**Records for processing**.
----
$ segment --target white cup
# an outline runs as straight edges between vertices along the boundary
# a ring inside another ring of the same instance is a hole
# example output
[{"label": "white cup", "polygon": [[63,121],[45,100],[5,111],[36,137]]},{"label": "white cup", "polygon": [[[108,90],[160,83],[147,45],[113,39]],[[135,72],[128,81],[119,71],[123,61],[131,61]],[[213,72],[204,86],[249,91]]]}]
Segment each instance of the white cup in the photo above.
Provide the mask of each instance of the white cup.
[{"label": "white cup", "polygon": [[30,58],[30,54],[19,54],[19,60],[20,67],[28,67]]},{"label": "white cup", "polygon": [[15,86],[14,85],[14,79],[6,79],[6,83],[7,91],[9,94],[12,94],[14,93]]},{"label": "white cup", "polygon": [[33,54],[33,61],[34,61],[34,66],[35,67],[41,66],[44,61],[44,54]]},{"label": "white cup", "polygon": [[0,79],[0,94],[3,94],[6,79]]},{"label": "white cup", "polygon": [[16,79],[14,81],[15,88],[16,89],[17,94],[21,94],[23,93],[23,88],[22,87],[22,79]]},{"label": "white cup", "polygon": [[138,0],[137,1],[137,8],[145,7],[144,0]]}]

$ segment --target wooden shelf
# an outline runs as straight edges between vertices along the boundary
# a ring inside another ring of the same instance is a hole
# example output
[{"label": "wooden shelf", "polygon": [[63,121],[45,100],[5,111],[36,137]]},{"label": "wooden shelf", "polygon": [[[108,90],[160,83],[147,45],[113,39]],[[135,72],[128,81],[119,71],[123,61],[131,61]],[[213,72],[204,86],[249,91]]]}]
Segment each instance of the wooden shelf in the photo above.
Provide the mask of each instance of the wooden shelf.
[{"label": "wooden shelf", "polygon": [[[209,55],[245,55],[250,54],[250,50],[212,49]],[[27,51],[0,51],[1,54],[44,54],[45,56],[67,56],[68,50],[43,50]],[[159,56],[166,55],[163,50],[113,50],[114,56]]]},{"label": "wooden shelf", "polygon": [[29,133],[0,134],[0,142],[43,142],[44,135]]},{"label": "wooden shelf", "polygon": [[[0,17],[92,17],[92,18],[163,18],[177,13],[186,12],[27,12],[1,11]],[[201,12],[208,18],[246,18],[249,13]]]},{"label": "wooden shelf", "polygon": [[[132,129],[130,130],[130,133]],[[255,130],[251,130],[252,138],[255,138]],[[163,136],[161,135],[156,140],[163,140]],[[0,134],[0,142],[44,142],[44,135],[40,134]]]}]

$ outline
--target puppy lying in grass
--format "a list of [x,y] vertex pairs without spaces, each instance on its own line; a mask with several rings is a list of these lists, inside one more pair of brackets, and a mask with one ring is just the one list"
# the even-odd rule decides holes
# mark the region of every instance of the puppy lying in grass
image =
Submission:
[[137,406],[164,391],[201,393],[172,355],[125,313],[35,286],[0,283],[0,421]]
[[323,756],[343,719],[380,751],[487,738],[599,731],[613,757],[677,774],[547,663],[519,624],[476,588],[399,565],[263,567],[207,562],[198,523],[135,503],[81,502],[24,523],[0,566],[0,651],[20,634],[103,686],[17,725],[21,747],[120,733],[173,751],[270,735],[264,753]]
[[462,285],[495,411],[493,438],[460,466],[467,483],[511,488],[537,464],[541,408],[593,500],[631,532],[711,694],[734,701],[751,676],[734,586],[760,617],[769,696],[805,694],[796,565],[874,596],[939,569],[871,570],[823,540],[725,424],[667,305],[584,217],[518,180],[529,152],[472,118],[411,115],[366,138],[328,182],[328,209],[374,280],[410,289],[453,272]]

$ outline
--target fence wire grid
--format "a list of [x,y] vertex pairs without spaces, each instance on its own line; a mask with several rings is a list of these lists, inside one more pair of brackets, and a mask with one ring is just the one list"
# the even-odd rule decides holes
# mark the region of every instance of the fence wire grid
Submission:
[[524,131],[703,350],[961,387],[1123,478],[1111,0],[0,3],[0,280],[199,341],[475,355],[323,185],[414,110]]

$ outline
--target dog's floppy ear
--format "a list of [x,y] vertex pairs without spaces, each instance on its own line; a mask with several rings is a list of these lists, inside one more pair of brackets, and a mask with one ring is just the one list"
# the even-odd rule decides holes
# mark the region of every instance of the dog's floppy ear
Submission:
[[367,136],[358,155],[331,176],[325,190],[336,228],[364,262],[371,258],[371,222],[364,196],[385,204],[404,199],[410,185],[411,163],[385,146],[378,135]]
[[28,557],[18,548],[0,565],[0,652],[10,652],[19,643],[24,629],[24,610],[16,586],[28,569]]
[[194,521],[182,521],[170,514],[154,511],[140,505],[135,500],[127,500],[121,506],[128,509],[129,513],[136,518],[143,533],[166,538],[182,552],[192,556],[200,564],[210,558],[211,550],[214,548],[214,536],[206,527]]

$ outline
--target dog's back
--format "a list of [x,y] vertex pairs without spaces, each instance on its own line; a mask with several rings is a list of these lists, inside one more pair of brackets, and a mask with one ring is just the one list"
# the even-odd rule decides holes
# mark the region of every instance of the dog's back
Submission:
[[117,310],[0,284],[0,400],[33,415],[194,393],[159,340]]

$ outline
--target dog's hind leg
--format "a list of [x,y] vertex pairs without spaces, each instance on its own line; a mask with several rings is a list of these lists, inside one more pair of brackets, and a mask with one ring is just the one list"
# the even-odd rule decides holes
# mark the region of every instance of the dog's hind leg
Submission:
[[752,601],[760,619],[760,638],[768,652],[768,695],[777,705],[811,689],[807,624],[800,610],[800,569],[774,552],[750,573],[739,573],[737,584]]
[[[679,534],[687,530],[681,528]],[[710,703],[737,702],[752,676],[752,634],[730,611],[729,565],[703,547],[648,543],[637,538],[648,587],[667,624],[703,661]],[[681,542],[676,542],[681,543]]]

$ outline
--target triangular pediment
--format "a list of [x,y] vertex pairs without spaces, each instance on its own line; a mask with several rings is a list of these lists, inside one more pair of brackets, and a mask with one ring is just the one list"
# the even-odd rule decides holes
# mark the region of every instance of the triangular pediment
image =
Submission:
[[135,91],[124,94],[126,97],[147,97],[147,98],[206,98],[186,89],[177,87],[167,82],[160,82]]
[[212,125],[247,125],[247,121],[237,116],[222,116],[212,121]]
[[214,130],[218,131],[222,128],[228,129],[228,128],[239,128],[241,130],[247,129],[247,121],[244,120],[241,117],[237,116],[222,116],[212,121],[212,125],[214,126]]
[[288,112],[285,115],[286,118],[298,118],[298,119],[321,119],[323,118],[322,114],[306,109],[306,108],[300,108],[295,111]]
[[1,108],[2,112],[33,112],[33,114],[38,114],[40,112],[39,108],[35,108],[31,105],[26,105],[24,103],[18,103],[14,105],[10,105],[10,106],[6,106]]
----
**Written problem**. Rewrite every one of the records above with "vertex pairs" swapped for "coordinate pairs" wherever it occurs, leaving everything else unchanged.

**Response**.
$ segment --target white cup
# an outline runs as straight edges between vertices along the boundary
# a ring inside another ring of the same instance is a hole
# example output
[{"label": "white cup", "polygon": [[63,121],[45,100],[5,111],[36,137]]},{"label": "white cup", "polygon": [[[108,90],[160,83],[147,45],[113,39]],[[135,72],[128,81],[119,71],[123,61],[131,61]],[[213,72],[204,86],[249,91]]]}]
Segment each instance of the white cup in the photo above.
Provide the mask of each instance of the white cup.
[{"label": "white cup", "polygon": [[30,58],[30,54],[19,54],[19,60],[20,67],[28,67]]},{"label": "white cup", "polygon": [[15,86],[14,85],[14,79],[6,79],[6,83],[7,91],[9,94],[12,94],[14,93]]},{"label": "white cup", "polygon": [[33,54],[33,61],[34,61],[34,66],[35,67],[41,66],[44,61],[44,54]]},{"label": "white cup", "polygon": [[0,79],[0,94],[3,94],[6,79]]},{"label": "white cup", "polygon": [[16,79],[14,81],[15,88],[16,89],[17,94],[21,94],[23,93],[23,88],[22,87],[22,79]]},{"label": "white cup", "polygon": [[138,0],[137,1],[137,8],[145,7],[144,0]]}]

$ segment --target wooden shelf
# an outline runs as straight edges between vertices along the boundary
# a ring inside another ring of the same instance is a hole
# example output
[{"label": "wooden shelf", "polygon": [[63,121],[45,100],[5,111],[36,137]]},{"label": "wooden shelf", "polygon": [[[108,90],[160,83],[147,45],[113,39]],[[135,72],[128,81],[119,71],[123,61],[131,61]],[[213,72],[204,86],[249,91]]]}]
Segment each instance of the wooden shelf in the photo above.
Provide the mask of each instance of the wooden shelf.
[{"label": "wooden shelf", "polygon": [[[209,55],[245,55],[250,54],[250,50],[212,49]],[[27,51],[0,51],[1,54],[44,54],[45,56],[67,56],[68,50],[43,50]],[[159,56],[166,55],[163,50],[113,50],[114,56]]]},{"label": "wooden shelf", "polygon": [[29,133],[0,134],[0,142],[43,142],[44,135]]},{"label": "wooden shelf", "polygon": [[[0,17],[92,17],[92,18],[163,18],[177,13],[186,12],[27,12],[1,11]],[[201,12],[208,18],[246,18],[249,13]]]},{"label": "wooden shelf", "polygon": [[[132,129],[130,130],[130,133]],[[255,130],[251,130],[252,138],[255,138]],[[163,136],[161,135],[156,140],[163,140]],[[0,134],[0,142],[44,142],[44,135],[40,134]]]}]

$ outline
--target puppy lying in grass
--format "a list of [x,y] coordinate pairs without spaces, each instance on its own line; a mask with several rings is a list of these lists, inside one more pair of brackets, and a mask with one ring is just the one list"
# the even-odd rule decides holes
# mark the region of every instance of the puppy lying in grass
image =
Submission:
[[137,406],[164,391],[201,393],[172,355],[125,313],[35,286],[0,283],[0,421]]
[[323,756],[343,719],[380,751],[487,738],[599,731],[613,757],[677,774],[547,663],[519,624],[476,588],[399,565],[263,567],[207,562],[198,523],[135,503],[81,502],[24,523],[0,566],[0,651],[20,634],[103,686],[17,725],[21,747],[120,733],[173,751],[270,735],[264,753]]
[[462,285],[495,411],[493,438],[460,466],[467,483],[511,488],[537,464],[541,408],[593,500],[631,532],[711,694],[734,701],[751,676],[734,586],[760,617],[769,696],[805,694],[796,565],[874,596],[939,569],[871,570],[823,540],[725,424],[667,305],[584,217],[518,180],[529,152],[472,118],[411,115],[366,138],[328,182],[328,209],[374,280],[410,289],[453,272]]

$ outline
--target fence wire grid
--format "a list of [x,y] coordinate pairs without spaces, each instance on its own line; a mask with several rings is a list of these lists, inside one more pair of brackets, and a mask with one ring is just the one list"
# the even-odd rule decides holes
# mark the region of every instance of the fence wire grid
Submission:
[[524,131],[703,350],[961,387],[1123,478],[1111,0],[0,3],[0,280],[199,341],[475,355],[323,185],[414,110]]

$ outline
--target dog's floppy ear
--format "a list of [x,y] coordinate pairs without spaces, each instance on its own line; a mask with several rings is a list of these lists, inside one more pair of brackets, and a mask with one ring is just the one list"
# the even-odd rule decides holes
# mark the region of every instance of the dog's floppy ear
Submission:
[[367,136],[358,155],[331,176],[325,190],[336,228],[364,262],[371,258],[371,222],[364,196],[385,204],[404,199],[410,185],[411,163],[385,146],[378,135]]
[[28,557],[18,548],[0,565],[0,652],[10,652],[19,643],[24,629],[24,610],[16,586],[28,569]]
[[194,521],[182,521],[170,514],[154,511],[140,505],[135,500],[127,500],[121,506],[128,509],[129,513],[136,518],[143,533],[166,538],[182,552],[192,556],[200,564],[210,558],[211,550],[214,548],[214,536],[206,527]]

$ outline
--target dog's back
--format "a list of [x,y] coordinate pairs without spaces, each instance on its own line; a mask with several rings is a list of these lists, inside one more pair of brackets, and a mask with one ring is just the one list"
# the even-odd rule decides holes
# mark the region of every instance of the dog's back
Submission:
[[117,310],[0,284],[0,400],[33,415],[194,393],[159,340]]

$ outline
--target dog's hind leg
--format "a list of [x,y] coordinate pairs without spaces, each instance on its own line; a mask with several rings is a list of these lists, inside one more pair of brackets, and a mask with one ring is just the one list"
# the even-odd rule decides holes
# mark the region of every instance of the dog's hind leg
Submission:
[[752,601],[760,619],[760,638],[768,652],[768,695],[777,705],[811,689],[807,624],[800,610],[800,569],[774,552],[750,573],[739,573],[737,584]]
[[[679,534],[687,530],[681,528]],[[710,703],[737,702],[752,676],[752,634],[730,611],[729,565],[703,547],[648,543],[637,538],[648,587],[667,624],[703,661]],[[681,542],[676,542],[681,543]]]

$ outline
--target triangular pediment
--format "a list of [x,y] coordinate pairs without spaces, each instance on its own line; a mask with several rings is a list of these lists, inside one more pair of brackets, and a mask with one ring is just the one list"
# the even-odd rule decides holes
# mark the region of every instance of the triangular pediment
image =
Submission:
[[135,91],[124,94],[126,97],[147,97],[147,98],[206,98],[186,89],[177,87],[167,82],[160,82]]
[[212,125],[247,125],[247,121],[237,116],[222,116],[212,121]]
[[214,130],[218,131],[222,128],[228,129],[228,128],[239,128],[241,130],[247,129],[247,121],[244,120],[241,117],[237,116],[222,116],[212,121],[212,125],[214,126]]
[[288,112],[285,115],[286,118],[298,118],[298,119],[321,119],[323,118],[322,114],[306,109],[306,108],[300,108],[295,111]]
[[1,108],[2,112],[33,112],[33,114],[38,114],[40,112],[39,108],[35,108],[31,105],[26,105],[24,103],[18,103],[14,105],[10,105],[10,106],[6,106]]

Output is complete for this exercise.